Stored items
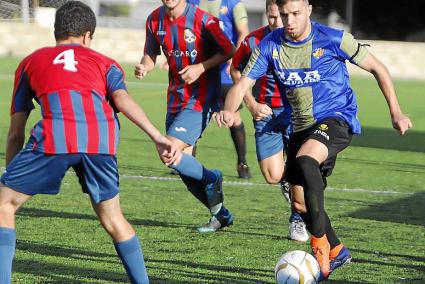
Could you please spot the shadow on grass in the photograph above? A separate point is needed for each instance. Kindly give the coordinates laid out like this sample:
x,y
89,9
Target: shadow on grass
x,y
44,213
383,138
408,210
197,272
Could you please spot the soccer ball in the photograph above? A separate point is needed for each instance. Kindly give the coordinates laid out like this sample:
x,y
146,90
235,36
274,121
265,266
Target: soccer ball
x,y
297,267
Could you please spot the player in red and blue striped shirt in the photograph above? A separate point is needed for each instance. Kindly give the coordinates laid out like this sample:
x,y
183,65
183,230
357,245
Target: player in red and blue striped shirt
x,y
79,92
194,46
233,19
271,119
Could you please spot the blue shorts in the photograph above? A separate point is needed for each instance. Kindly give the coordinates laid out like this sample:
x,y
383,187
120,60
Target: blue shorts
x,y
32,172
271,134
187,125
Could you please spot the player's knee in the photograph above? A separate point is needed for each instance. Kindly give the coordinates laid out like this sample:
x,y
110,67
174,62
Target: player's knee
x,y
271,175
237,120
272,179
306,163
299,207
117,227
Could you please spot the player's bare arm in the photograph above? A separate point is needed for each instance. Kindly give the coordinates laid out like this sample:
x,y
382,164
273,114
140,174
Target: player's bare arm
x,y
126,104
147,63
257,110
191,73
233,100
16,135
399,120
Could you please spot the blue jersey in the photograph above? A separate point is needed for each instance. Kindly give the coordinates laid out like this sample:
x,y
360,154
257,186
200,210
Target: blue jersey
x,y
230,14
312,74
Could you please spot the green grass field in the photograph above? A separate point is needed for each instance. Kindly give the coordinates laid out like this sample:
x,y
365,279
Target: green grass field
x,y
375,200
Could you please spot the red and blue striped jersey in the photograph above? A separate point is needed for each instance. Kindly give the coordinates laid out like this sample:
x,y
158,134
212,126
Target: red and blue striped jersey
x,y
265,90
73,86
192,38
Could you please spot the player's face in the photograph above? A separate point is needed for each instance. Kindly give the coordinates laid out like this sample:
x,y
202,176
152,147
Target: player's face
x,y
296,19
171,4
273,17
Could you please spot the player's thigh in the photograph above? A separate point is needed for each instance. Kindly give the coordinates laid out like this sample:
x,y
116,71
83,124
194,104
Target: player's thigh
x,y
330,136
31,172
224,90
98,176
273,167
187,125
11,199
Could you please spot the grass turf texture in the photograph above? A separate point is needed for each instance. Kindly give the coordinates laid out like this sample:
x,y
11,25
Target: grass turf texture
x,y
375,202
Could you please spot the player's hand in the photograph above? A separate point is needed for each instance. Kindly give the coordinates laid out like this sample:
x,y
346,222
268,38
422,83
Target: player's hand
x,y
401,123
140,71
165,65
223,118
228,64
168,153
191,73
260,111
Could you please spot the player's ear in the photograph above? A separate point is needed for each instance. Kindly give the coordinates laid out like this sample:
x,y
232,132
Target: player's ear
x,y
87,39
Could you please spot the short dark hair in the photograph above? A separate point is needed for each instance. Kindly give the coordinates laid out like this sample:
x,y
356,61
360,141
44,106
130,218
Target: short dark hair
x,y
270,2
281,2
74,18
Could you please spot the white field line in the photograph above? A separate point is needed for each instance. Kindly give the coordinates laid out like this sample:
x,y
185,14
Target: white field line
x,y
251,184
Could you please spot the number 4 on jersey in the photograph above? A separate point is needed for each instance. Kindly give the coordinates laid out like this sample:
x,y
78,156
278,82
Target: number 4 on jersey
x,y
66,58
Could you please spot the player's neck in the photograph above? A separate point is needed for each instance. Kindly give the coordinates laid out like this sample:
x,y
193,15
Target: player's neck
x,y
71,40
177,11
303,36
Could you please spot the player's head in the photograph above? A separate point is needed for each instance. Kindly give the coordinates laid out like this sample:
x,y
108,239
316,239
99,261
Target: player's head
x,y
272,14
171,4
295,16
74,19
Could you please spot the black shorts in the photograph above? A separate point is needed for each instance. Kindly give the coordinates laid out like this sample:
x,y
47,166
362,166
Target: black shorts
x,y
333,132
224,89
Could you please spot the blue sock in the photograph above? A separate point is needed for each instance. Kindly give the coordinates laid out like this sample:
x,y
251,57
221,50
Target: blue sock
x,y
7,250
189,166
295,216
131,256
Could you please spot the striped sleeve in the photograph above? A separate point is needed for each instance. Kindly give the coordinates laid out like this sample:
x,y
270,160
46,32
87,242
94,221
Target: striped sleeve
x,y
22,91
240,15
257,65
241,56
115,79
217,37
152,47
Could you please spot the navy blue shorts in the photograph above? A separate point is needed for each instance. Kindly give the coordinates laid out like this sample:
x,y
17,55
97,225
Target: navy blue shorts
x,y
187,125
271,134
32,172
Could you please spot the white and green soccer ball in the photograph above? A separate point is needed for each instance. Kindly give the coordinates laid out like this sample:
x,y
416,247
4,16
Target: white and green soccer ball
x,y
297,267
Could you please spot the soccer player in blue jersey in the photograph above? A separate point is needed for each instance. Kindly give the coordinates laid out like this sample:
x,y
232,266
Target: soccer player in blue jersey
x,y
194,46
234,23
308,62
79,91
271,125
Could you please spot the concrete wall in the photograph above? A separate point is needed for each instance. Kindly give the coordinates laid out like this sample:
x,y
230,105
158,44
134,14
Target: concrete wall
x,y
403,59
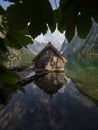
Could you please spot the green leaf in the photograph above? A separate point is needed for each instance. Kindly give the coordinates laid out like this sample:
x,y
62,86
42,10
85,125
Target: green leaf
x,y
83,25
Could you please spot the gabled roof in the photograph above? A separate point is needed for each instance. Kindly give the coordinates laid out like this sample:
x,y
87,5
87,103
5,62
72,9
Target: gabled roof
x,y
49,45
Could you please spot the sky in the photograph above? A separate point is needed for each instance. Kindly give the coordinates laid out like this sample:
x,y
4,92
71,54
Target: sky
x,y
5,4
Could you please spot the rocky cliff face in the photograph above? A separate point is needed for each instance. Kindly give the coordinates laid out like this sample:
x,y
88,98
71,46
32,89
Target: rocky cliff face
x,y
81,45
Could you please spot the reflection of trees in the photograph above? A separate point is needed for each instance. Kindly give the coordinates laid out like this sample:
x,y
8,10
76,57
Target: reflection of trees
x,y
51,82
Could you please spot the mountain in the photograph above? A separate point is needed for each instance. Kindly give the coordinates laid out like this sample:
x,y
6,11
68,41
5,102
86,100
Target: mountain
x,y
78,44
56,38
60,42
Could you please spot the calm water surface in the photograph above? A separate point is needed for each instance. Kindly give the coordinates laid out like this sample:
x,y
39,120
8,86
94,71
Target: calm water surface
x,y
49,103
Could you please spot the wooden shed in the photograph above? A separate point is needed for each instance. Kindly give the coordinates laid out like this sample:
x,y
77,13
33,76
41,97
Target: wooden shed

▸ **WHAT THE TASK REQUIRES**: Output the entries above verbatim, with no picture included.

▸ **EXERCISE RESULT**:
Could you please spot the shadow on grass in the photograph above? A separate point is needed for each instance. Kindly give the coordinates laid out like this sample:
x,y
89,9
Target: shadow on grass
x,y
44,213
383,138
408,210
197,272
Could you please spot the soccer ball in the photograph above? A separate point is needed for each instance. Kindly give the coordinates laid out like this sample:
x,y
146,90
235,36
274,121
265,266
Target: soccer ball
x,y
297,267
Could you please spot the player in red and blue striped shirt in the photograph above? A separate point is needed for each instance. Kindly give the coordinates laid out like this sample:
x,y
183,65
183,230
357,245
Target: player in red and blue striped shirt
x,y
79,92
194,46
233,19
271,119
Could you please spot the blue shorts in the photograph above? A separate point is needed for each instance. Kindly give the coordinates laid out like this sample:
x,y
383,187
120,60
Target: blue shorts
x,y
32,172
271,134
187,125
Could you please spot the player's knee in the photograph above? A separate point is needed for each instance. Kindly give the coordinates laid out like this sample:
x,y
110,67
174,62
Target: player's knee
x,y
271,175
237,120
272,179
306,163
299,207
117,227
Could you please spot the player's bare arm in the photograph above? A separate point is needed for each instance. Kindly give the coordinates laid out like this sample:
x,y
382,164
273,114
140,174
Target: player's bare arm
x,y
126,104
147,63
257,110
191,73
233,100
16,135
399,120
Could you please spot the blue jersey in the photograph above? A separate point is needed for each instance. Kindly give the coordinates laid out like this sample:
x,y
360,154
257,186
200,210
Target: blue jersey
x,y
230,14
312,74
Could you please spot the green grass field in the photograph above? A separate point is needed for each instance. Kindly give the coordinates laid out like this sample:
x,y
365,279
Target: green grass field
x,y
375,200
Could you please spot the red and blue striped jersey in the photograph above? A separate point is needed for each instance. Kindly give the coordinates laid out like this sample:
x,y
158,134
212,126
Target: red and blue striped jersey
x,y
265,90
73,86
192,38
Could you please spot the player's face in the photograph above? A separate point is needed for each instance. Kindly give the coordinates laid out like this sample:
x,y
202,176
152,147
Target: player's face
x,y
296,19
171,4
273,17
Could you please spot the player's thigh in the photograph above? A separate point is needed for each instance. Kindly give the coordinates laid out like this sample:
x,y
116,71
83,124
194,104
Target: player's thigh
x,y
330,136
31,172
224,90
98,176
273,167
187,125
11,199
Could you please spot the grass turf texture in the photograph above? A separate point is needed for each instance. Kindly give the coordinates laid out like this sample:
x,y
11,25
Target: grass turf texture
x,y
375,202
Could you please spot the player's hand in the photograph above? A separate point is needed for each instance. Kindly give the coordinates laid out like this sample:
x,y
346,222
268,38
422,83
Target: player's hand
x,y
401,123
140,71
165,65
223,118
228,64
168,153
191,73
260,111
Could you please spot the player's ear in the photograph above? A separate point is needed for each instance. Kindly give the coordinates laid out like this sample:
x,y
232,132
Target: player's ear
x,y
87,39
Could you please spot the short dark hair in the photograph above? A separate point is needed for each instance. Kindly give the coordinates laid out like this sample:
x,y
356,61
360,141
44,106
130,218
Target: short dark hair
x,y
270,2
281,2
74,18
Could you please spot the white field line in the photograph above? A separate point is needed for each instance. Kindly give the coordinates laid out like this sample:
x,y
185,14
Target: white field line
x,y
251,184
Could you please spot the number 4 on jersey in the photograph above? A separate point is needed for each instance. Kindly give the coordinates laid out like this sample:
x,y
78,156
278,82
Target: number 4 on jersey
x,y
66,58
Could you please spot the player's neck in the photograph above? A separate point is needed for each instance. Kindly give the coordinates laid out like this sample:
x,y
193,15
Target: player's neck
x,y
71,40
177,11
303,36
Could you please spot the player's head in the photograph above? A separate point is needed for each instance. Kindly give the coordinates laid out like this sample:
x,y
108,239
316,239
99,261
Target: player's head
x,y
272,14
171,4
295,16
74,19
Could you please spot the black shorts in the photograph above? A separate point is needed for each instance. Kindly give the coordinates laid out like this sample:
x,y
47,166
362,166
Target: black shorts
x,y
333,132
224,89
Could you please spot the blue sock in the photograph above? A separate point is needed for each instance. Kindly give the coordinates laid out like this sample:
x,y
251,57
221,50
Target: blue sock
x,y
7,250
189,166
295,216
131,256
Could you please spot the striped sleeve in the photograph above? A separate point is needed for each instance. Kindly give the coordinates laid out like this sample:
x,y
270,160
46,32
87,242
94,221
Target: striped sleeve
x,y
22,91
240,15
257,65
241,56
115,79
217,37
152,47
Could you please spot the navy blue shorts in the photograph above? A separate point is needed for each instance. Kindly give the coordinates laid out like this sample:
x,y
17,55
97,225
Target: navy blue shorts
x,y
187,125
271,134
32,172
Could you please spot the white and green soccer ball in the photograph above? A separate point is needed for each instance. Kindly give the coordinates laid out like this sample:
x,y
416,247
4,16
Target: white and green soccer ball
x,y
297,267
Could you please spot the soccer player in blue jersey in the photograph above? A separate point is needed for each instance. Kindly give the coordinates laid out like this sample:
x,y
232,266
Target: soccer player in blue jersey
x,y
194,46
234,23
308,62
79,91
271,125
Could you please spot the concrete wall in the photograph above? A separate point is needed for each instance. Kindly give the coordinates laid out like this sample:
x,y
230,105
158,44
134,14
Target: concrete wall
x,y
403,59
Could you please spot the green leaf in the photograph above? A separate point is needed for each instance. Kindly give the coordinates laid out like this sample:
x,y
62,86
42,10
85,125
Target: green leaf
x,y
83,25
Could you please spot the gabled roof in the photograph above? A separate point is needed for each instance. Kindly give the coordinates laid out like this sample:
x,y
87,5
87,103
5,62
72,9
Target: gabled roof
x,y
49,45
Could you please spot the sky in the photograph above? A separate point is needed for each instance. Kindly give the coordinates laid out like this sample:
x,y
4,92
71,54
Target: sky
x,y
5,4
Could you please spot the rocky cliff face in the photograph above? A separate point is needed for each instance. Kindly give the coordinates laid out like this sample:
x,y
88,98
71,46
32,89
Target: rocky cliff face
x,y
81,45
Could you please spot the reflection of trees in the photograph above? A separate point is needed for each instance. Kindly give the coordinates laid out like this sample:
x,y
8,10
76,57
Target: reflection of trees
x,y
51,82
Could you please spot the mountain in the photograph above? A separate point is needed for each instance. Kindly give the coordinates laid out like this sample:
x,y
6,11
68,41
5,102
86,100
Target: mountain
x,y
78,44
56,38
60,42
Could you please spot the calm water surface in the photograph above? A separate point is needed for each instance. Kindly give the coordinates laid out like this sample:
x,y
39,120
8,86
94,71
Target: calm water surface
x,y
49,103
Could you please spot the wooden shed in the photograph above? A separate point is needed for each instance. Kindly give the coordinates laid out like this sample:
x,y
77,13
33,76
41,97
Target: wooden shed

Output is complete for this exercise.